| Exercise goal |
Which cancer treatments does the text on coronavirus shielding list as placing people in the highest clinical risk group?

| Text passage |
The number of extremely vulnerable people at high risk of coronavirus who have been asked to “shield” themselves for 12 weeks is to be increased to two million people by the end of the month.
Initially, the shielding group was expected to be around 1.5 million people, but GPs have been “overwhelmed with requests” and the system “still all seems a mess”. Hospitals have been writing to patients without the GPs knowledge, causing confusion, “some patients not on the list are calling GPs because they think they should be, and other patients are calling because they don’t know why they are on the list”. Charities have also been fielding increasing calls from people who are not clear about what they should be doing.
People falling into this highest clinical risk group include people who have had solid organ transplants, people with specific cancers, such as blood or bone marrow cancers, or those on chemotherapy, radiotherapy, immunotherapy or targeted cancer treatments, people taking immunosuppressants, people with severe respiratory conditions, rare diseases or who are pregnant and with significant heart disease. More information can be found on our coronavirus page here.
People in the high risk group are eligible for food parcels and drug deliveries, but there has been uncertainty over who is responsible for carrying this out.
The high risk group of people were initially identified by NHS Digital. Hospitals and GPs were then asked to identify patients who did not exactly fit the definition of high clinical risk, but who needed to “shield” as a result of underlying physical or mental health issues. It was thought that this process would identify around 1.5 million people; however, in reality the number is much higher.
It has also been confirmed that people on dialysis and people who have had their spleens removed also need to “shield”.

| Exercise data |

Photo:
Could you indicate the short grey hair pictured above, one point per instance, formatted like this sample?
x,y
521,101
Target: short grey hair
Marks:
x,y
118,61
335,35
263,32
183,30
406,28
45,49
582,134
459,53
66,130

| Response to the task |
- Chemotherapy
- Radiotherapy
- Immunotherapy
- Targeted cancer treatments